## Text excerpt

______

[Cs254f11] length of individual thoughts...

Lee Spector lspector at hampshire.edu
Fri Dec 2 14:46:54 EST 2011


Ah, you have come to a pretty deep vein of genetic programming research, on bloat control methods (of which this is one, for which you could use a fancy name like "lexicographic parsimony pressure").

Short answer: Maybe! Depends! On what? Not sure! It'll usually make things smaller but at what cost in terms of problem solving?

Somewhat longer: Certainly a good idea to try sometimes. Or if you're mainly interested in readability then you might do it only late in a run (on which there's some literature).

The tip of the iceberg: In my journal we've just published a new and I think very good contribution to the bloat literature, which includes a good overview of related work. I've put a link to it on the class moodle page, with the name "Silva et al. GPEM article on bloat" (it's with the other links under the syllabus info, above the calendar).

 -Lee



On Dec 2, 2011, at 2:33 PM, Wm. Josiah Erikson wrote:

> Hehe. Yes. Now I pose an interesting question (well, at least *I* think it's interesting):
> 
> Does doing this in one's tournament selection (preferring smaller individuals with the same error) prevent program bloat? (Yes, I think, from preliminary experiments) And does it inhibit evoluation?

______

Image-grounded pointing data:
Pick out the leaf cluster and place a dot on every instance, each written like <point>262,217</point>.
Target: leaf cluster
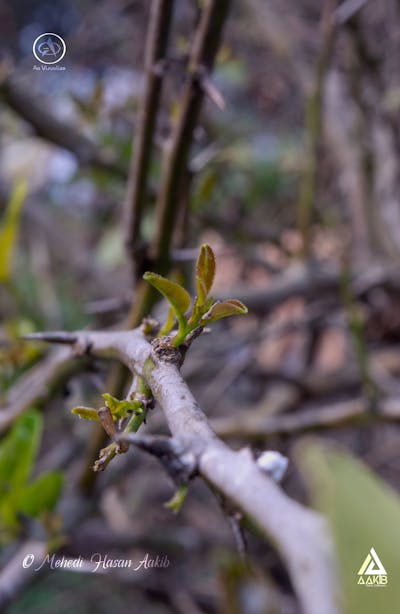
<point>204,310</point>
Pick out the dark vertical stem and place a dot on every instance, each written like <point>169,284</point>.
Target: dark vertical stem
<point>202,58</point>
<point>156,46</point>
<point>313,121</point>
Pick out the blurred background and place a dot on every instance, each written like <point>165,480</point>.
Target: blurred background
<point>294,181</point>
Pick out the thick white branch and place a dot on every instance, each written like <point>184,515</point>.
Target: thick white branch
<point>299,534</point>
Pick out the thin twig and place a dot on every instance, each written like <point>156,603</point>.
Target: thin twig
<point>156,45</point>
<point>300,534</point>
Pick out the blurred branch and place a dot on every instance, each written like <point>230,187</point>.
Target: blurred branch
<point>32,108</point>
<point>156,45</point>
<point>169,204</point>
<point>348,9</point>
<point>201,61</point>
<point>314,111</point>
<point>14,577</point>
<point>300,534</point>
<point>254,425</point>
<point>38,384</point>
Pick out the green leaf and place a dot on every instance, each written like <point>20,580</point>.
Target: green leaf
<point>111,402</point>
<point>18,452</point>
<point>42,494</point>
<point>87,413</point>
<point>169,322</point>
<point>121,409</point>
<point>363,512</point>
<point>230,307</point>
<point>205,273</point>
<point>9,228</point>
<point>173,292</point>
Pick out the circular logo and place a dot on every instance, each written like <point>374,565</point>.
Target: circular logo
<point>28,560</point>
<point>49,48</point>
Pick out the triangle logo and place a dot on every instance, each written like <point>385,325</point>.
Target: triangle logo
<point>372,565</point>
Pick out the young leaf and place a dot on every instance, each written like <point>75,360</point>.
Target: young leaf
<point>121,409</point>
<point>173,292</point>
<point>18,452</point>
<point>230,307</point>
<point>205,273</point>
<point>168,323</point>
<point>9,228</point>
<point>111,402</point>
<point>87,413</point>
<point>42,494</point>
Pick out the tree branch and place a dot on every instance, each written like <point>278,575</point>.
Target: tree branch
<point>204,50</point>
<point>32,109</point>
<point>299,534</point>
<point>38,384</point>
<point>345,413</point>
<point>156,45</point>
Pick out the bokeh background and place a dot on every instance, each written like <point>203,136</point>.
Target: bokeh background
<point>294,181</point>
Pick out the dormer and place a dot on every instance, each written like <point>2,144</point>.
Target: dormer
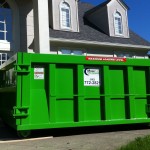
<point>63,15</point>
<point>110,17</point>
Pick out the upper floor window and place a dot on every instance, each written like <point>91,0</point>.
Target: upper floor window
<point>3,58</point>
<point>118,23</point>
<point>5,21</point>
<point>65,17</point>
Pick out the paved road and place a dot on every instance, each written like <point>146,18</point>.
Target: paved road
<point>91,138</point>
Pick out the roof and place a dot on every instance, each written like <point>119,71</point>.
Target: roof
<point>90,33</point>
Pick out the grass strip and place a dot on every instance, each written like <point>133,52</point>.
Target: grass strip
<point>140,143</point>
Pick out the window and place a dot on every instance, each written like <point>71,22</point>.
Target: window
<point>70,52</point>
<point>118,24</point>
<point>5,21</point>
<point>65,18</point>
<point>3,58</point>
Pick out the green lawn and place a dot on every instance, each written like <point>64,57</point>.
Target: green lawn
<point>138,144</point>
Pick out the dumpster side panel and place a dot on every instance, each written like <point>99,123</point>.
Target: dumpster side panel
<point>140,82</point>
<point>59,91</point>
<point>117,92</point>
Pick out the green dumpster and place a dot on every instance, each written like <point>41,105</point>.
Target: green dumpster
<point>41,91</point>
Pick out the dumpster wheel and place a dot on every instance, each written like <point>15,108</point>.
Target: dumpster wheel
<point>24,133</point>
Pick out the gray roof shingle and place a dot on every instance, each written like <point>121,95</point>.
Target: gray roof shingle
<point>90,33</point>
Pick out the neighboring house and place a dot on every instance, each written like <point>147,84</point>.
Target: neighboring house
<point>68,27</point>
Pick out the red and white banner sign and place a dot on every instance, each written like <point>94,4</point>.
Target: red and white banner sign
<point>106,58</point>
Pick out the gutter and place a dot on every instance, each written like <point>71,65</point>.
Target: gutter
<point>95,43</point>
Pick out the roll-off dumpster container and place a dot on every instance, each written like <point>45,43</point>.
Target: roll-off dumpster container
<point>41,91</point>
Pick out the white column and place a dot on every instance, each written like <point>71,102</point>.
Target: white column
<point>41,26</point>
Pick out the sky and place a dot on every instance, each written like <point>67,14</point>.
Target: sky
<point>138,15</point>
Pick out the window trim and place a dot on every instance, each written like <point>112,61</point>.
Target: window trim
<point>120,17</point>
<point>4,23</point>
<point>61,19</point>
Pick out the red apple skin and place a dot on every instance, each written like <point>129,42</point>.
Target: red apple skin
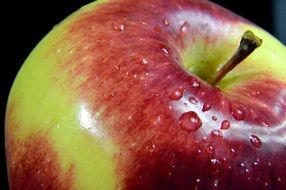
<point>133,73</point>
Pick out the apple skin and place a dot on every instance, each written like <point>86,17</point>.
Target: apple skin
<point>114,98</point>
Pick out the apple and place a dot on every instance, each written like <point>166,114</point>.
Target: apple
<point>179,94</point>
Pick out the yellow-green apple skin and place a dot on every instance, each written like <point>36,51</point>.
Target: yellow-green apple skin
<point>114,98</point>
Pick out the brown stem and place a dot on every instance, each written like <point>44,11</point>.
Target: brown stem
<point>248,43</point>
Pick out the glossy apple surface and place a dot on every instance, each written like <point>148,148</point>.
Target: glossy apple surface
<point>115,97</point>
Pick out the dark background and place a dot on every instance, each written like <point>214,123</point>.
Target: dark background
<point>26,23</point>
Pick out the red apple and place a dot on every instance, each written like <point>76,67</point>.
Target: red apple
<point>148,94</point>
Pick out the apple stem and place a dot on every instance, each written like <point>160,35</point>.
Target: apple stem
<point>248,43</point>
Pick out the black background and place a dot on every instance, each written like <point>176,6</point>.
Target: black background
<point>26,23</point>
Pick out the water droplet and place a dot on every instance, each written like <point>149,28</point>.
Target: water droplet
<point>204,139</point>
<point>157,29</point>
<point>206,107</point>
<point>232,150</point>
<point>255,163</point>
<point>255,93</point>
<point>144,61</point>
<point>242,165</point>
<point>165,22</point>
<point>118,68</point>
<point>216,164</point>
<point>190,121</point>
<point>195,83</point>
<point>176,95</point>
<point>265,124</point>
<point>216,134</point>
<point>255,141</point>
<point>225,124</point>
<point>238,112</point>
<point>193,100</point>
<point>119,27</point>
<point>165,50</point>
<point>210,150</point>
<point>185,27</point>
<point>150,148</point>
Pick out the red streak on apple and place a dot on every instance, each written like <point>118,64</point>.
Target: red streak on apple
<point>34,164</point>
<point>131,64</point>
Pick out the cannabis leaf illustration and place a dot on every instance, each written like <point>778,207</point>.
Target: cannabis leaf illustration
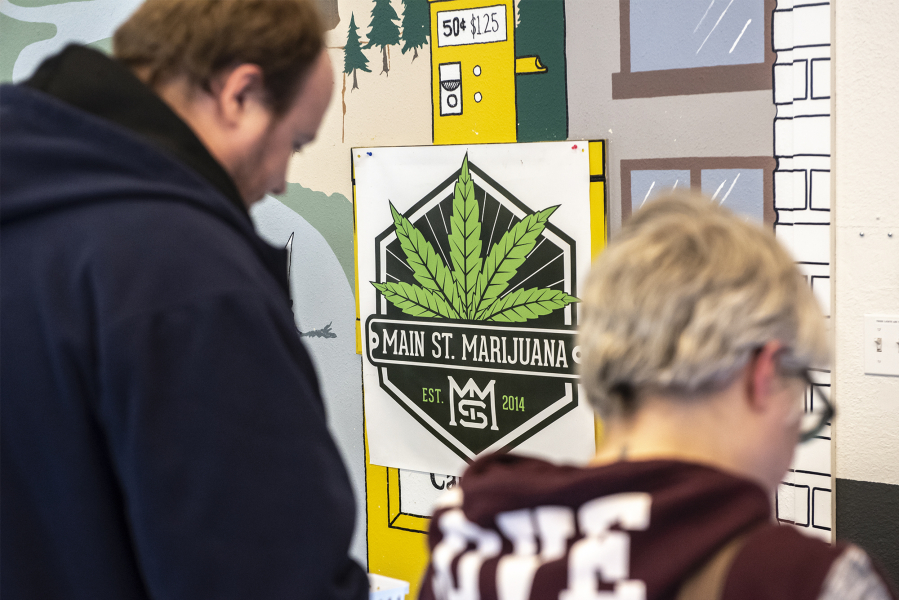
<point>506,256</point>
<point>429,270</point>
<point>522,305</point>
<point>413,300</point>
<point>474,288</point>
<point>465,241</point>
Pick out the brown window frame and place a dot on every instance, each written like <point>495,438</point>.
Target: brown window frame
<point>697,80</point>
<point>697,164</point>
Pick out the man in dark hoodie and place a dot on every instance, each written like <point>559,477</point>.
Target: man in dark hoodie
<point>697,337</point>
<point>163,433</point>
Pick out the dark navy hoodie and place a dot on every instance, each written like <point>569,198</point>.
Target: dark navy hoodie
<point>163,433</point>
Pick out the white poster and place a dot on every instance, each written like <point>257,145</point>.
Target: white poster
<point>471,260</point>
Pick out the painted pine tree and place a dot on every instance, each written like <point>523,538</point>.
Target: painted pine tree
<point>383,31</point>
<point>353,58</point>
<point>416,25</point>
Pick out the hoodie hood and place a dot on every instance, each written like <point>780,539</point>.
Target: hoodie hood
<point>56,156</point>
<point>693,510</point>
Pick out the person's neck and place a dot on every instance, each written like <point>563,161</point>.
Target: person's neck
<point>700,430</point>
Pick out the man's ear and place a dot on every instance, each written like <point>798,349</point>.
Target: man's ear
<point>237,91</point>
<point>761,374</point>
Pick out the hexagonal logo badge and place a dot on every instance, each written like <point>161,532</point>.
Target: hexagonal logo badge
<point>474,329</point>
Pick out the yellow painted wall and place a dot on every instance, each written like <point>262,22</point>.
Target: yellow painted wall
<point>493,118</point>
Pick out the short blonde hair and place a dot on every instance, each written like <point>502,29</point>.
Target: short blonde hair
<point>682,298</point>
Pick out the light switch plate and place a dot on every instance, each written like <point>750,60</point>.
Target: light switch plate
<point>882,344</point>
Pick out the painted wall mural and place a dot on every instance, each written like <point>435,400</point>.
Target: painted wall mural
<point>729,96</point>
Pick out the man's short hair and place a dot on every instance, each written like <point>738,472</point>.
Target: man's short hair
<point>200,39</point>
<point>682,298</point>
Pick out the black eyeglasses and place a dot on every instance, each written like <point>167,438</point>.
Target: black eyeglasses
<point>817,412</point>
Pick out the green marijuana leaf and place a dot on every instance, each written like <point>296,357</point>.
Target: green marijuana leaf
<point>472,289</point>
<point>427,267</point>
<point>522,305</point>
<point>414,300</point>
<point>465,242</point>
<point>507,256</point>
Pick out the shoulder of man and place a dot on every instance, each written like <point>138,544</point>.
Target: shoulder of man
<point>780,563</point>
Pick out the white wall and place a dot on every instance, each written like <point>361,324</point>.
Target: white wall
<point>866,268</point>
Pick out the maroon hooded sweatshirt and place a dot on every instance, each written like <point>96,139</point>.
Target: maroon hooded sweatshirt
<point>521,528</point>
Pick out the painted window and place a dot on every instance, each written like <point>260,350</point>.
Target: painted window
<point>696,33</point>
<point>742,184</point>
<point>740,190</point>
<point>693,47</point>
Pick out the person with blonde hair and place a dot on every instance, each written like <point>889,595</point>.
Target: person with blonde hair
<point>698,336</point>
<point>163,430</point>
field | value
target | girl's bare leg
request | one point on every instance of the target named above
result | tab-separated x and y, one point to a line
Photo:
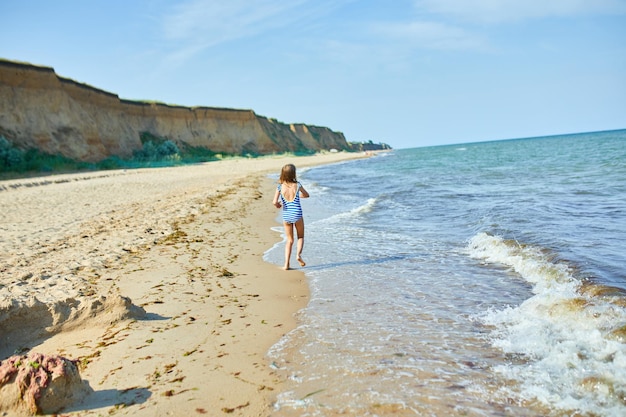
300	229
288	243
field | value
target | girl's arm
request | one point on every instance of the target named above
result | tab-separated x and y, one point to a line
275	202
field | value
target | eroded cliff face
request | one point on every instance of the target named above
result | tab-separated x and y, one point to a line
41	110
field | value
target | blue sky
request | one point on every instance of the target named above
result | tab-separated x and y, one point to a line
406	72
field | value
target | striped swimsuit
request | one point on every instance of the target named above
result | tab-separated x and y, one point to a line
292	210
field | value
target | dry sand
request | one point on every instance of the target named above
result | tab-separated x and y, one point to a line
154	280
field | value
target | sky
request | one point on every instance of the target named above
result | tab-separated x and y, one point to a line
409	73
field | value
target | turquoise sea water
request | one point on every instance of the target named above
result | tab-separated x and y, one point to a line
483	279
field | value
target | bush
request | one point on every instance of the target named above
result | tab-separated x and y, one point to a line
156	152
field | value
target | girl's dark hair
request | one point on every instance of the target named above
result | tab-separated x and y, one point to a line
288	174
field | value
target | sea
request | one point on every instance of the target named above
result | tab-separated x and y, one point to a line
479	279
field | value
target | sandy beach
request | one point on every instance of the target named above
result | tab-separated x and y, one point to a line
154	281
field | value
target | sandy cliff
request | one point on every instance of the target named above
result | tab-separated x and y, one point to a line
39	109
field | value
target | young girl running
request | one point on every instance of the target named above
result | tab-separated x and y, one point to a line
287	196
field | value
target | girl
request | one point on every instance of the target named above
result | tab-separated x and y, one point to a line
287	196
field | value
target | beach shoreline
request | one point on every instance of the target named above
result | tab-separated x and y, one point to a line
154	281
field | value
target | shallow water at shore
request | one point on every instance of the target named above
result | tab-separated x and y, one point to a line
482	279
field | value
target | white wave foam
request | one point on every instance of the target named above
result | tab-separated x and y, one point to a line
355	212
567	360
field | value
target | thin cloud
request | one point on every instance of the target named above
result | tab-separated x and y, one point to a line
194	26
432	35
497	11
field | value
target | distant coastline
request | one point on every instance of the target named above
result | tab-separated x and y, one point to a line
74	126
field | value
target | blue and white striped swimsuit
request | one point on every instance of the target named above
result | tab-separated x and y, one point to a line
292	210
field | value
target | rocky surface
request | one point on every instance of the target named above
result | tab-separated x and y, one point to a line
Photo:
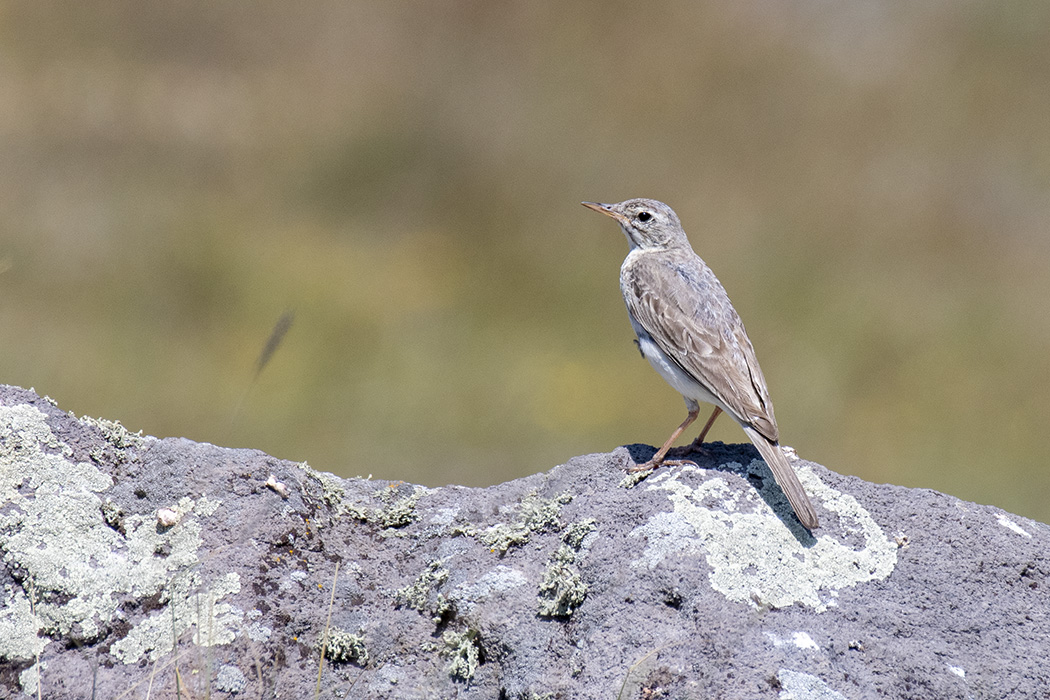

______

## Problem requirements
In the message on bloat control, reproduce everything from "[Cs254f11] length of" down to "there's some literature).".

## Result for this exercise
[Cs254f11] length of individual thoughts...

Lee Spector lspector at hampshire.edu
Fri Dec 2 14:46:54 EST 2011


Ah, you have come to a pretty deep vein of genetic programming research, on bloat control methods (of which this is one, for which you could use a fancy name like "lexicographic parsimony pressure").

Short answer: Maybe! Depends! On what? Not sure! It'll usually make things smaller but at what cost in terms of problem solving?

Somewhat longer: Certainly a good idea to try sometimes. Or if you're mainly interested in readability then you might do it only late in a run (on which there's some literature).